"""

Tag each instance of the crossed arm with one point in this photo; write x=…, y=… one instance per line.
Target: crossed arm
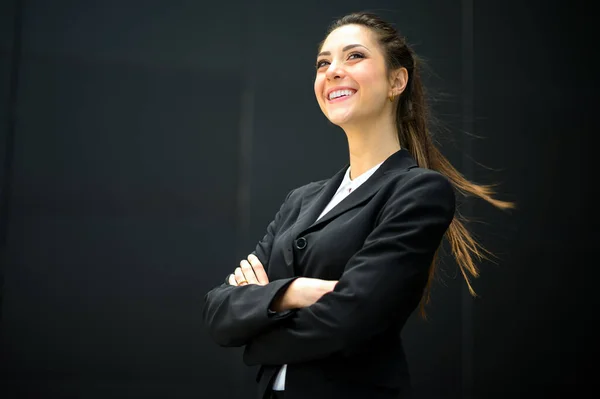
x=384, y=281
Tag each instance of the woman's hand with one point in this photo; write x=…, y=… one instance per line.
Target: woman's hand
x=302, y=293
x=251, y=271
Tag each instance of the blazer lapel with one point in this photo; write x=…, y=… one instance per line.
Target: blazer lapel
x=313, y=206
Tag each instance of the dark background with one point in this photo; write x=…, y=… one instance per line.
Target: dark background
x=146, y=145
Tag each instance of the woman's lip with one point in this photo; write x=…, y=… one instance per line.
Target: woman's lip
x=342, y=98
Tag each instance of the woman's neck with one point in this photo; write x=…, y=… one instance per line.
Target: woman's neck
x=369, y=145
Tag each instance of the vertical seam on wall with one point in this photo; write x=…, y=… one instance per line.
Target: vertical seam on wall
x=7, y=167
x=468, y=129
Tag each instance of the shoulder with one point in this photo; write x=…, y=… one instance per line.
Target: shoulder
x=305, y=190
x=416, y=178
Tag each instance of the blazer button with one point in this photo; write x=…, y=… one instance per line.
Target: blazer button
x=301, y=243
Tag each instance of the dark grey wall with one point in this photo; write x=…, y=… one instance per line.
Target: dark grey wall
x=154, y=143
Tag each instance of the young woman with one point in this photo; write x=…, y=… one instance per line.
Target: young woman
x=364, y=241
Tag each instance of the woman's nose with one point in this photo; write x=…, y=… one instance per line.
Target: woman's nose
x=335, y=71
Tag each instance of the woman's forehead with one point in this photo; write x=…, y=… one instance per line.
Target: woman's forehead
x=345, y=35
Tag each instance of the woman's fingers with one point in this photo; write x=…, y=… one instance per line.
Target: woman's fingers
x=239, y=276
x=248, y=272
x=259, y=270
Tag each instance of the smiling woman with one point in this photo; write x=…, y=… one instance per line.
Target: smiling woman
x=364, y=241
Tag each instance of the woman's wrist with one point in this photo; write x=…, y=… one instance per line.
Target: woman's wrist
x=285, y=300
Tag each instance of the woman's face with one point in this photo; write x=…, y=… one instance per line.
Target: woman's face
x=352, y=84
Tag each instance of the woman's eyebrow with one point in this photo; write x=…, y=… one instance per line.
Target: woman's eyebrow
x=348, y=47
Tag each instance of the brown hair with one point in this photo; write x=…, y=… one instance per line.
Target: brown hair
x=412, y=121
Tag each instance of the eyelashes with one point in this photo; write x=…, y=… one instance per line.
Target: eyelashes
x=351, y=56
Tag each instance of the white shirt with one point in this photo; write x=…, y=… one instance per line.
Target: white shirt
x=346, y=188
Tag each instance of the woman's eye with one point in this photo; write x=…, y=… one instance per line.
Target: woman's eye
x=355, y=56
x=321, y=64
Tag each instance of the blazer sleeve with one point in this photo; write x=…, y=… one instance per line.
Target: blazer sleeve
x=235, y=314
x=381, y=284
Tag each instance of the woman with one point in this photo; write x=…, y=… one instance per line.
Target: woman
x=364, y=241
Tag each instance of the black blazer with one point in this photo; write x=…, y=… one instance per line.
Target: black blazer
x=379, y=243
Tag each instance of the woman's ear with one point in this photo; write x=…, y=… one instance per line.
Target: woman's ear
x=398, y=81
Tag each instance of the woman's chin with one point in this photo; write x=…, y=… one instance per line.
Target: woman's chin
x=340, y=118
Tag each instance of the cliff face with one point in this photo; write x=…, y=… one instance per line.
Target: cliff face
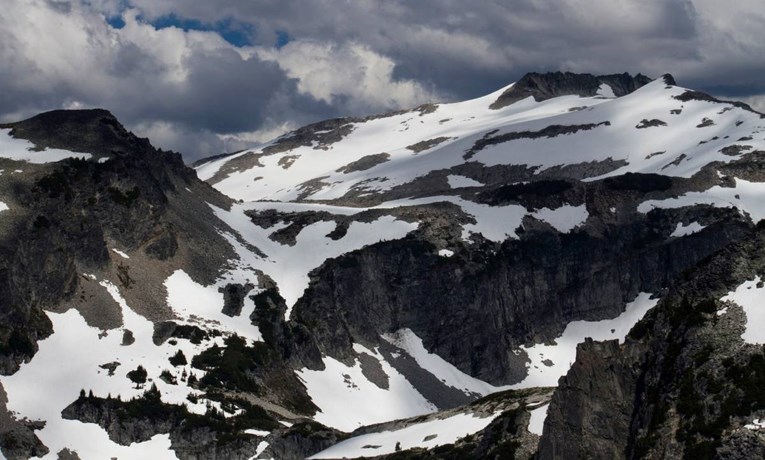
x=398, y=284
x=684, y=384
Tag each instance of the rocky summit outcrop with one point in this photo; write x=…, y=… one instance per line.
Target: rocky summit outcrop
x=385, y=274
x=543, y=86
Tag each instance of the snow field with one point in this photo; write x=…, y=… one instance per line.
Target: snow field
x=408, y=341
x=745, y=196
x=651, y=149
x=426, y=435
x=339, y=386
x=550, y=362
x=537, y=420
x=750, y=295
x=23, y=150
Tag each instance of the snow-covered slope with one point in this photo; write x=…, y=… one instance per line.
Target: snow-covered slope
x=365, y=270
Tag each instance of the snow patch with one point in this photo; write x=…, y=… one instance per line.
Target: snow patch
x=750, y=295
x=338, y=387
x=408, y=341
x=289, y=265
x=120, y=253
x=198, y=304
x=565, y=218
x=605, y=90
x=550, y=362
x=690, y=229
x=745, y=196
x=462, y=181
x=23, y=150
x=537, y=420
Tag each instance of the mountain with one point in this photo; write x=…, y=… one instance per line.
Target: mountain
x=569, y=267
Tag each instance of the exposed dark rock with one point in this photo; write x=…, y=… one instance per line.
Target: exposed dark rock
x=735, y=150
x=427, y=144
x=319, y=135
x=691, y=95
x=472, y=308
x=192, y=436
x=365, y=162
x=549, y=85
x=650, y=123
x=550, y=131
x=164, y=246
x=683, y=384
x=233, y=298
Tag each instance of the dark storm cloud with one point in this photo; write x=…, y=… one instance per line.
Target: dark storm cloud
x=171, y=69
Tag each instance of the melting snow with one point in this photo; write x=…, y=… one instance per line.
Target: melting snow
x=537, y=421
x=289, y=265
x=431, y=362
x=690, y=229
x=120, y=253
x=757, y=424
x=338, y=387
x=565, y=218
x=23, y=150
x=425, y=435
x=85, y=349
x=195, y=303
x=752, y=299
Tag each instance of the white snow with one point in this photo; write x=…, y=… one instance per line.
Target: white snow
x=537, y=421
x=23, y=150
x=690, y=229
x=438, y=432
x=562, y=354
x=120, y=253
x=757, y=424
x=605, y=90
x=338, y=387
x=466, y=122
x=745, y=196
x=462, y=181
x=441, y=369
x=752, y=299
x=199, y=304
x=289, y=265
x=565, y=218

"""

** Description of the task **
Begin at the first line of the entries and stop after the line that contains "x=342, y=98". Rewrite those lines with "blazer lapel" replaced by "jacket lapel" and nothing else changed, leaving the pictures out.

** Response to the exercise **
Tag each instance of the crossed arm with one point in this photo; write x=…, y=… one instance per line.
Target: crossed arm
x=384, y=281
Tag each instance of the woman's hand with one point in this photo; write x=…, y=… one instance per line.
Target: woman's hand
x=302, y=293
x=251, y=271
Tag each instance of the jacket lapel with one point in this photo; write x=…, y=… one instance per line.
Target: jacket lapel
x=313, y=206
Tag each instance of the dark background with one point in this photo; write x=…, y=… one instance per line.
Target: dark background
x=146, y=145
Tag each instance of the woman's lip with one point in this photo; write x=…, y=… one instance per line.
Target: woman's lip
x=342, y=98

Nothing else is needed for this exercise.